### Brief
Collect every line in the records below that contains the word "white", and copy each one in full.

Object pointing dataset records:
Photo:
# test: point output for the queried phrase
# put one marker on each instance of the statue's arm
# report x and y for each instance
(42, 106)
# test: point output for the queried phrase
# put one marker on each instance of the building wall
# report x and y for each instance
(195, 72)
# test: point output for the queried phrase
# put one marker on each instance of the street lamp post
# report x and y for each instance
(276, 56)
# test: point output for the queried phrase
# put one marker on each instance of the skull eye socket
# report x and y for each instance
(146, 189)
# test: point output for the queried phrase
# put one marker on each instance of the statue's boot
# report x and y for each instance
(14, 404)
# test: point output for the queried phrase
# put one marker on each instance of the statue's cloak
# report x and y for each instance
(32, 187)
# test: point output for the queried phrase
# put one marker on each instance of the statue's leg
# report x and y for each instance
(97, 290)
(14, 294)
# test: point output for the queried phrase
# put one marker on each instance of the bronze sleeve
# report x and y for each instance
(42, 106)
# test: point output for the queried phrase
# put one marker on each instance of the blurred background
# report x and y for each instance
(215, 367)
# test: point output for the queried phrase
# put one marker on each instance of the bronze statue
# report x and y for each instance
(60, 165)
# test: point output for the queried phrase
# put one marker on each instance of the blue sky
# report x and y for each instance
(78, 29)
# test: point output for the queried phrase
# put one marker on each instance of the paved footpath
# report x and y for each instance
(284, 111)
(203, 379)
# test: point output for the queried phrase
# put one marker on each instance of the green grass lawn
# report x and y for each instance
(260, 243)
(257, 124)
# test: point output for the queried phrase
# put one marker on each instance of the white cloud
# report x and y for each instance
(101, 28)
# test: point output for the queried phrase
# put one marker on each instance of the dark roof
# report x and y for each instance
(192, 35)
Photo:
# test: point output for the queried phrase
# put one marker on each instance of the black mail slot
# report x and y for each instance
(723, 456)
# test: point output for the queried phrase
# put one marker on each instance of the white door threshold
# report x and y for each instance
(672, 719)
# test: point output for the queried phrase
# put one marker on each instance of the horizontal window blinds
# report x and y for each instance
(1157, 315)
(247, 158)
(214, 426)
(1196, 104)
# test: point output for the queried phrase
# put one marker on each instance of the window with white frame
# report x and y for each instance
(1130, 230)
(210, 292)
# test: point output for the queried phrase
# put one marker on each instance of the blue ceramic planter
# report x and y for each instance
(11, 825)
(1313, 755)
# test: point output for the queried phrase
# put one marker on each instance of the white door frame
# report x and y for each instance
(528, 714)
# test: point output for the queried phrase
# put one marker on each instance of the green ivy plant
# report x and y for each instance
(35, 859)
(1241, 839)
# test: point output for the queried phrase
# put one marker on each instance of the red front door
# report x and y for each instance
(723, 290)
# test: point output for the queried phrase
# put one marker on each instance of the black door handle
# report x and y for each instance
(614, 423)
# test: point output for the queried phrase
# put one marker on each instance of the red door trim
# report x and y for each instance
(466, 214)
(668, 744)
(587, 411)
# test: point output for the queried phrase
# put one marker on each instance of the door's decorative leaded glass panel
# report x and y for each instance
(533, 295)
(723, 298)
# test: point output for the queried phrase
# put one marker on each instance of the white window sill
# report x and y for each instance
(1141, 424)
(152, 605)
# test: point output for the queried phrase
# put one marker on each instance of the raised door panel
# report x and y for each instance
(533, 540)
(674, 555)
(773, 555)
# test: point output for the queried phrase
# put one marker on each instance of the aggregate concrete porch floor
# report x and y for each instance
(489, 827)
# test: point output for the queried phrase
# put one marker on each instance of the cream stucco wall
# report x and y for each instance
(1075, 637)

### Solved exercise
# put one marker on each instance of the white cloud
# put one marker on each instance of the white door threshold
# put one marker on each instance of the window with white frame
# put one marker on each instance of the white door frame
# put one marker on each instance of the white window sill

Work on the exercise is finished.